Text block:

◆ ◆ ◆ ◆ ◆

We know there are many among the Prime Minister’s closest advisors – Liam Fox, for example – whose prejudices have always been for rupture, rather than a deal, with the EU.

The question today is: does Theresa May secretly agree?

Why else choose to put Brexit Britain as far away from our neighbours as possible?

Why else the foolish early threat to walk out if we didn’t perfectly get our way (thank goodness, the government is now back tracking on this)? Why else all the insult-laden invective against the 48 per cent of Remainers, which left our country more divided today than we were on the morning that the Leavers won?

Make no mistake: this reckless brutal Brexit, yanking us out of the world’s largest single market even before she has started to negotiate, is Theresa May’s choice.
In her letter to Brussels today, the Prime Minster said she has enacted the “democratic decision of the people of the United Kingdom”. She has done no such thing. It is not those who sought to soften the Brexit blow by challenging the Government who do not respect the Brexit vote. It is May, who has hijacked that vote to feed the anti-European prejudices of her own party.

◆ ◆ ◆ ◆ ◆

Stated task: Which of the Prime Minister's advisors does the Brexit passage name as favoring rupture with the EU?

◆ ◆ ◆ ◆ ◆

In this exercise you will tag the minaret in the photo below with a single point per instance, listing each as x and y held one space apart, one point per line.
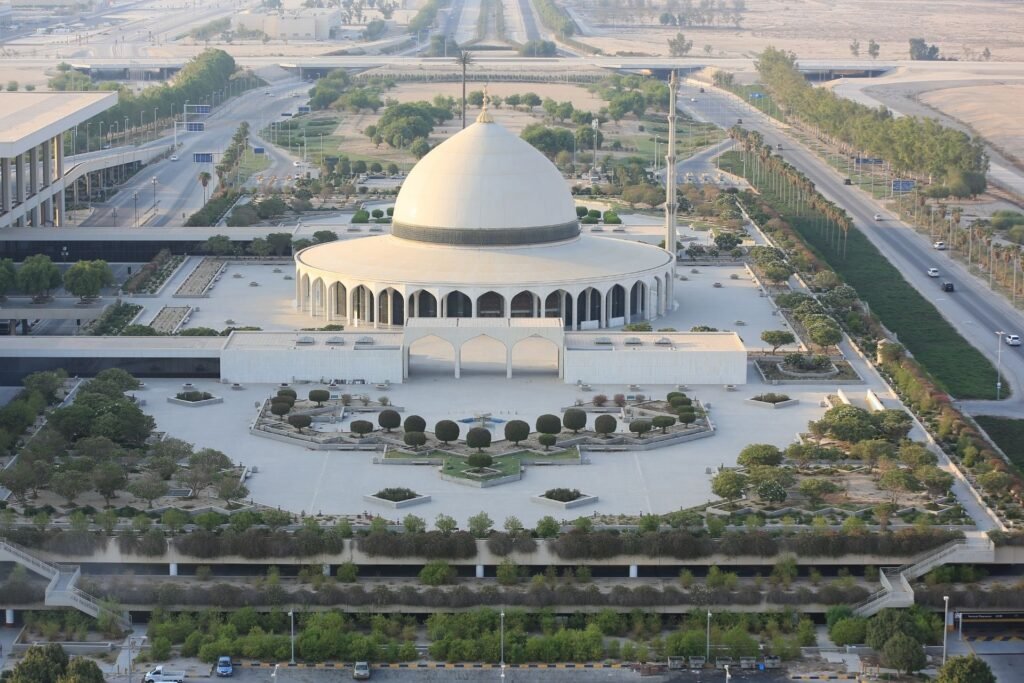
670 171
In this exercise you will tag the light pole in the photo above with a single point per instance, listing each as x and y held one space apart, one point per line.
998 363
945 626
708 649
503 643
291 613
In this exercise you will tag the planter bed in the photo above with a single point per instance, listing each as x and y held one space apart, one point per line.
396 505
580 502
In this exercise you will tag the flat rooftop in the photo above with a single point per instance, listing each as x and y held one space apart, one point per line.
654 341
27 119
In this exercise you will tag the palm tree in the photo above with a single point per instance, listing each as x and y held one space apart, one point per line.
204 179
464 59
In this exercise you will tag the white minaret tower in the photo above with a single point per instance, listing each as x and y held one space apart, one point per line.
670 171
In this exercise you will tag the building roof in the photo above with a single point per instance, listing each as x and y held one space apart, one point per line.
393 260
28 119
483 178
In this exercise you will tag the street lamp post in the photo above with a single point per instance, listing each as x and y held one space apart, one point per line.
708 649
945 626
291 613
503 643
998 363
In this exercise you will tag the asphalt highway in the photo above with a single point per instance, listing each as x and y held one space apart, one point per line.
973 309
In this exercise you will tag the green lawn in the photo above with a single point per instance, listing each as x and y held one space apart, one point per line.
956 367
1008 434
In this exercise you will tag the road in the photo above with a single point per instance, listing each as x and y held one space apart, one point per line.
974 310
177 189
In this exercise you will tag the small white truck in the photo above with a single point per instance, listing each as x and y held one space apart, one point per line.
161 675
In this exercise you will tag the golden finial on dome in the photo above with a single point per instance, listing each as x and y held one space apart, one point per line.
484 116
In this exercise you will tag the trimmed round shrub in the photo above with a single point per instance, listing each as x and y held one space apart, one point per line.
516 430
478 437
446 430
388 420
640 427
415 423
562 495
549 424
300 422
478 460
605 424
574 419
415 439
361 427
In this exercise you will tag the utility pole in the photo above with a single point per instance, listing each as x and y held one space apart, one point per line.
670 173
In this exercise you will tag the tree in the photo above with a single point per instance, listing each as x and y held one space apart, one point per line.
759 454
728 484
415 439
464 59
640 427
679 46
38 275
204 179
922 51
605 424
903 653
300 422
446 430
478 437
108 478
549 424
86 279
414 423
388 420
82 670
777 338
148 488
516 430
548 527
480 524
966 670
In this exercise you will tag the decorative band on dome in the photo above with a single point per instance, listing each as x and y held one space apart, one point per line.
502 237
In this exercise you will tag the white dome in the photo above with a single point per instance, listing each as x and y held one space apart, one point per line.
484 185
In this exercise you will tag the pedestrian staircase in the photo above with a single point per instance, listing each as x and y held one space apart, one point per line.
896 590
61 591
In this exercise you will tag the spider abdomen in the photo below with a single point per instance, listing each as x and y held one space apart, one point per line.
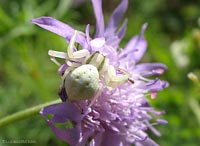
82 83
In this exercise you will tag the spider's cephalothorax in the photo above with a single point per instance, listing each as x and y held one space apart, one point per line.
81 80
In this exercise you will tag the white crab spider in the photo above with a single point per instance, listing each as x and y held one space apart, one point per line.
81 79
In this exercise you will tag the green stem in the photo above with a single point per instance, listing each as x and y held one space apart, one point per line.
24 114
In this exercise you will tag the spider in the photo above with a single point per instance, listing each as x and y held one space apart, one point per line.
81 80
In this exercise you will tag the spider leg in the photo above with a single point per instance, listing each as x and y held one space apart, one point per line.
113 80
56 54
99 92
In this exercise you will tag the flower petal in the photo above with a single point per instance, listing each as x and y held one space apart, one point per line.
157 85
122 30
62 113
135 48
149 69
116 18
97 5
58 28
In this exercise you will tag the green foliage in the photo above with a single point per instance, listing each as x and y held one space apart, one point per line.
28 77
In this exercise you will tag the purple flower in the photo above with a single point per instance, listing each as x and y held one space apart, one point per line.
121 115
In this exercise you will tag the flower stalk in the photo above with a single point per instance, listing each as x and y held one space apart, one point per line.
24 114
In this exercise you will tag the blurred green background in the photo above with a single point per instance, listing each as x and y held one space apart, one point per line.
28 77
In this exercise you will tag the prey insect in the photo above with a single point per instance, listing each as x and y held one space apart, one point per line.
86 72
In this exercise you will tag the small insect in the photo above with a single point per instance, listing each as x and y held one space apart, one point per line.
81 79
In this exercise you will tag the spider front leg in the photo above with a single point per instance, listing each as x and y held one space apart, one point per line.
99 92
70 55
112 79
70 50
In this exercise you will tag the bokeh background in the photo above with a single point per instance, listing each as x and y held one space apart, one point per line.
29 78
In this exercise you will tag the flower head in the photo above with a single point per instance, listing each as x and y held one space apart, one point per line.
119 112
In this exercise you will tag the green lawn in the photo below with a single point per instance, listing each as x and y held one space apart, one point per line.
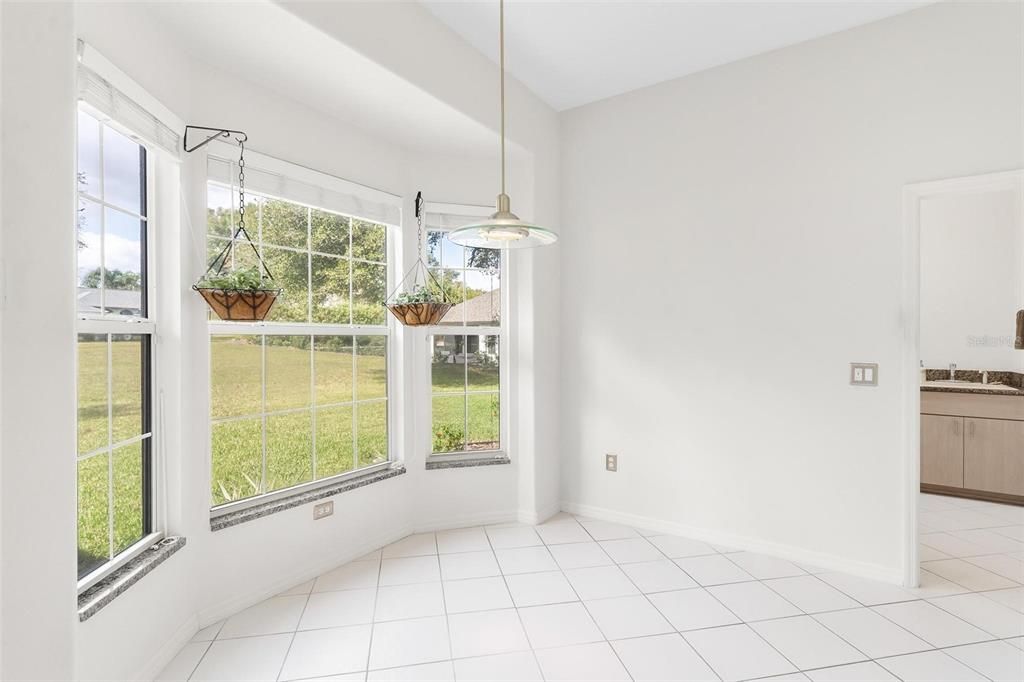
350 421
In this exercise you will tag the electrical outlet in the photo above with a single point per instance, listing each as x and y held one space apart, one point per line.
323 510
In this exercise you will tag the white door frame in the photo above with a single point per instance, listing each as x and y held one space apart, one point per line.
912 196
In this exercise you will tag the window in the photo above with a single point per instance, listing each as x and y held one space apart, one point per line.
116 328
304 396
465 369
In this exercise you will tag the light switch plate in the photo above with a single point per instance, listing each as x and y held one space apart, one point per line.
863 374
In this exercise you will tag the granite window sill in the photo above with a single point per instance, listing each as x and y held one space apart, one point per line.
228 519
466 461
109 589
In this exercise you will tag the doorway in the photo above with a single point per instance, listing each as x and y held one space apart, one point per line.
963 377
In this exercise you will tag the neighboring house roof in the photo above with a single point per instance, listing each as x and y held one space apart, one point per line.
114 299
484 308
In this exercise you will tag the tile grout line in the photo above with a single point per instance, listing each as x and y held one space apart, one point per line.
518 615
619 565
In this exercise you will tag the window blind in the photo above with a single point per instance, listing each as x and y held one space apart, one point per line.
284 180
108 100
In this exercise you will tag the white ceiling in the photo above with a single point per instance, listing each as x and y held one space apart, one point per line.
264 43
571 52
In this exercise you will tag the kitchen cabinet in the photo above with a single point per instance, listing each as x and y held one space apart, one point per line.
993 456
942 451
972 444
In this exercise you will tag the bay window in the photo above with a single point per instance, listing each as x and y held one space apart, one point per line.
466 372
302 397
115 336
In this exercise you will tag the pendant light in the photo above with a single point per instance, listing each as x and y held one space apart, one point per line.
503 229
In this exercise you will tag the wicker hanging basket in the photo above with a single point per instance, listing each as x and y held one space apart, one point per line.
419 299
240 304
418 314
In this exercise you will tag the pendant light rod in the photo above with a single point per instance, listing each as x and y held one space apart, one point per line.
504 229
501 58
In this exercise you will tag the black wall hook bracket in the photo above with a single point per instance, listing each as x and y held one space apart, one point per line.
217 132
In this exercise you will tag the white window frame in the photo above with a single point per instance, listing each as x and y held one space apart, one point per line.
504 366
109 324
387 330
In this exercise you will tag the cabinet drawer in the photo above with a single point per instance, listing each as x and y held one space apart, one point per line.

◆ ◆ ◆ ◆ ◆

The reply: Liam Fox